▶ Goal: Filter the records below and keep only the lines that contain the string "leaf". Copy each of those lines as it appears.

(Outline entries for images)
[BEGIN]
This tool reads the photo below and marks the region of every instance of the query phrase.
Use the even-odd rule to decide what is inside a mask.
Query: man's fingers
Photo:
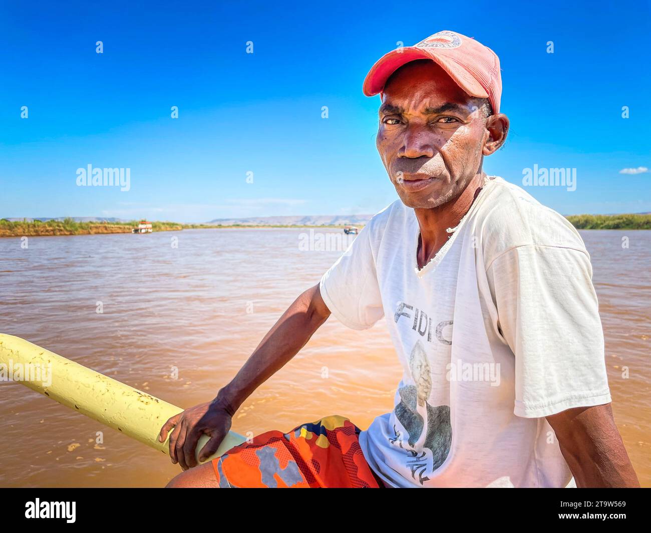
[[[174,415],[171,418],[163,424],[163,427],[161,428],[160,433],[158,433],[158,440],[160,442],[165,442],[165,439],[167,438],[167,433],[169,433],[170,430],[176,425],[182,414],[182,413],[179,413],[178,415]]]
[[[186,464],[189,468],[197,466],[197,458],[195,457],[195,450],[197,449],[197,443],[203,432],[198,430],[195,426],[187,432],[186,441],[183,444],[183,455],[186,458]]]
[[[199,452],[199,461],[203,462],[217,451],[221,441],[224,440],[224,434],[221,431],[215,431],[210,437],[210,440]]]
[[[176,457],[176,441],[178,440],[184,429],[183,419],[179,420],[177,424],[178,426],[174,428],[172,434],[169,436],[169,457],[174,465],[178,462],[178,458]]]
[[[184,444],[186,443],[186,439],[187,438],[187,431],[188,424],[182,424],[179,427],[174,430],[174,433],[173,433],[176,435],[177,432],[178,433],[174,449],[176,460],[178,461],[178,464],[181,465],[181,468],[184,470],[187,470],[187,469],[189,468],[189,467],[187,466],[187,458],[186,457],[186,454],[183,449]]]

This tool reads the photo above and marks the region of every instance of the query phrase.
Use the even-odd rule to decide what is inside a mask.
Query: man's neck
[[[421,228],[417,255],[419,268],[422,268],[447,242],[452,236],[447,229],[456,227],[470,210],[484,184],[485,175],[480,171],[460,195],[443,205],[431,208],[414,208]]]

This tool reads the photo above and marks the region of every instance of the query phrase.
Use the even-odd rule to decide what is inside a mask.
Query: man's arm
[[[215,453],[244,400],[294,357],[329,316],[318,284],[299,296],[214,400],[186,409],[165,422],[159,440],[165,442],[169,431],[175,428],[169,437],[172,462],[178,462],[184,470],[196,466],[195,449],[204,433],[210,440],[202,448],[200,460]]]
[[[547,417],[577,487],[639,487],[610,403]]]

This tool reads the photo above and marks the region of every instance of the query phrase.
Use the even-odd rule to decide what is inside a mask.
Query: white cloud
[[[637,169],[622,169],[619,171],[620,174],[644,174],[648,172],[649,169],[646,167],[638,167]]]

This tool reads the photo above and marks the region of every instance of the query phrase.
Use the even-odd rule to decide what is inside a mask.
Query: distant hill
[[[206,224],[222,226],[353,226],[366,224],[372,215],[296,215],[284,217],[251,217],[247,219],[215,219]]]

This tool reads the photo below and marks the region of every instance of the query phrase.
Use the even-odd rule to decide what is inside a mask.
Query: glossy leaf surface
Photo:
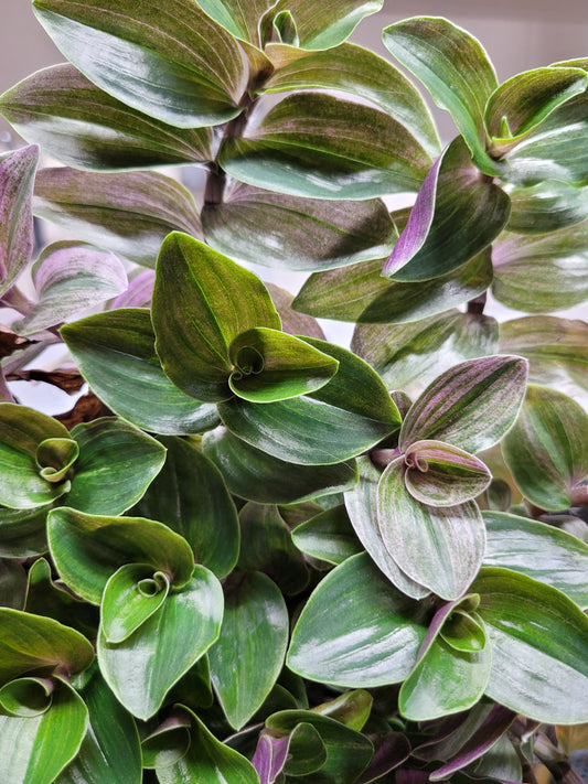
[[[414,602],[366,554],[348,558],[318,586],[292,634],[288,666],[327,684],[368,688],[398,683],[425,636]]]
[[[473,582],[492,644],[487,694],[537,721],[587,719],[588,617],[550,586],[484,568]]]
[[[62,506],[50,514],[47,531],[63,581],[94,604],[125,563],[150,563],[169,573],[174,586],[185,584],[194,566],[188,543],[156,520],[86,515]]]
[[[0,294],[10,289],[31,260],[38,161],[35,146],[0,154]]]
[[[588,606],[588,545],[552,525],[502,512],[482,512],[484,566],[502,567],[545,582]]]
[[[442,373],[408,411],[400,447],[420,439],[447,441],[479,452],[500,441],[513,425],[525,393],[527,363],[489,356]]]
[[[483,118],[498,83],[480,42],[447,19],[414,17],[386,28],[384,44],[451,114],[477,165],[494,173]]]
[[[203,401],[231,396],[228,346],[237,335],[254,326],[281,326],[267,289],[253,272],[180,233],[169,235],[161,247],[152,320],[165,374]]]
[[[384,546],[413,580],[442,599],[460,597],[478,573],[484,555],[482,517],[471,501],[428,506],[405,486],[402,458],[378,485],[377,525]]]
[[[383,275],[430,280],[458,269],[504,228],[509,196],[472,164],[458,137],[427,174]]]
[[[502,452],[523,495],[544,509],[571,505],[588,475],[588,415],[555,389],[530,386]]]
[[[161,369],[148,310],[96,313],[62,326],[61,334],[96,395],[133,425],[177,434],[218,422],[216,406],[185,395]]]
[[[207,569],[194,568],[189,583],[125,642],[98,635],[100,670],[117,699],[133,716],[148,719],[173,684],[218,636],[223,616],[221,583]]]
[[[128,106],[181,128],[239,112],[240,51],[194,3],[172,0],[164,12],[151,2],[139,11],[131,0],[35,0],[33,8],[67,60]]]
[[[181,130],[137,111],[73,65],[38,71],[0,97],[2,114],[25,139],[79,169],[141,169],[212,158],[207,129]]]
[[[431,161],[389,115],[309,92],[284,98],[255,129],[226,139],[220,163],[235,179],[278,193],[371,198],[418,190]]]
[[[218,579],[237,561],[237,511],[218,469],[183,439],[163,439],[163,469],[133,514],[159,519],[190,544],[194,560]]]
[[[225,587],[221,634],[209,651],[211,680],[232,727],[263,705],[284,666],[288,610],[261,572],[235,574]]]
[[[165,236],[202,236],[189,191],[159,172],[113,172],[107,176],[67,167],[42,169],[34,184],[34,214],[67,234],[154,267]]]
[[[394,226],[381,201],[300,198],[238,183],[202,224],[216,250],[272,269],[331,269],[392,250]]]

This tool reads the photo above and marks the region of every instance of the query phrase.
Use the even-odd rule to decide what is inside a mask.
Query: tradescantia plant
[[[7,781],[579,781],[588,60],[499,84],[430,17],[384,60],[382,6],[33,1],[68,63],[0,97]]]

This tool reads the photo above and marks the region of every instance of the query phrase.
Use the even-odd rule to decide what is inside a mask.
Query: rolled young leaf
[[[487,695],[557,724],[588,719],[588,617],[550,586],[483,568],[471,590],[492,644]]]
[[[225,138],[218,154],[221,167],[236,180],[311,198],[416,191],[431,164],[389,115],[310,92],[282,98],[255,128]]]
[[[161,707],[170,688],[218,637],[223,591],[212,572],[194,567],[191,580],[121,643],[100,631],[98,663],[117,699],[139,719]]]
[[[163,373],[148,310],[96,313],[65,324],[61,334],[94,393],[133,425],[173,436],[218,422],[216,406],[199,402]]]
[[[517,356],[470,359],[442,373],[406,415],[400,449],[414,441],[447,441],[468,452],[498,443],[523,402],[527,363]]]
[[[306,678],[336,686],[399,683],[413,669],[425,637],[416,609],[367,554],[348,558],[304,605],[287,664]]]
[[[34,0],[33,8],[67,60],[128,106],[180,128],[239,114],[247,79],[240,50],[193,2],[172,0],[164,12],[132,0]]]
[[[205,204],[206,241],[231,258],[272,269],[316,271],[383,258],[395,236],[379,200],[300,198],[237,183]]]
[[[32,276],[39,301],[12,323],[19,335],[55,326],[122,293],[128,284],[125,267],[114,254],[68,240],[44,248]]]
[[[530,386],[502,452],[523,495],[544,509],[573,505],[573,492],[588,475],[588,415],[571,398]]]
[[[475,169],[458,137],[427,174],[382,273],[399,281],[446,275],[487,248],[509,214],[509,196]]]
[[[404,459],[386,468],[378,485],[377,526],[398,567],[416,582],[451,601],[471,583],[484,556],[485,530],[472,501],[428,506],[405,485]]]
[[[32,193],[39,161],[34,144],[0,154],[0,294],[31,260]]]
[[[105,175],[67,167],[42,169],[33,211],[68,234],[146,267],[156,266],[170,232],[202,237],[192,194],[159,172]]]
[[[498,86],[490,58],[480,42],[447,19],[414,17],[383,33],[388,51],[447,109],[471,150],[475,165],[495,174],[487,152],[484,108]]]
[[[140,169],[213,158],[209,129],[182,130],[147,117],[70,64],[23,79],[0,96],[0,109],[23,138],[74,168]]]
[[[47,536],[65,584],[94,604],[125,563],[149,563],[169,574],[173,587],[184,586],[194,568],[185,539],[157,520],[86,515],[62,506],[49,516]]]
[[[188,395],[210,402],[231,397],[232,341],[254,326],[281,326],[253,272],[179,232],[161,246],[152,321],[165,374]]]
[[[221,634],[209,651],[212,684],[235,729],[263,705],[287,646],[288,610],[276,583],[261,572],[235,573],[225,584]]]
[END]
▶ Exercise result:
Query: glossy leaf surface
Query: rolled young leaf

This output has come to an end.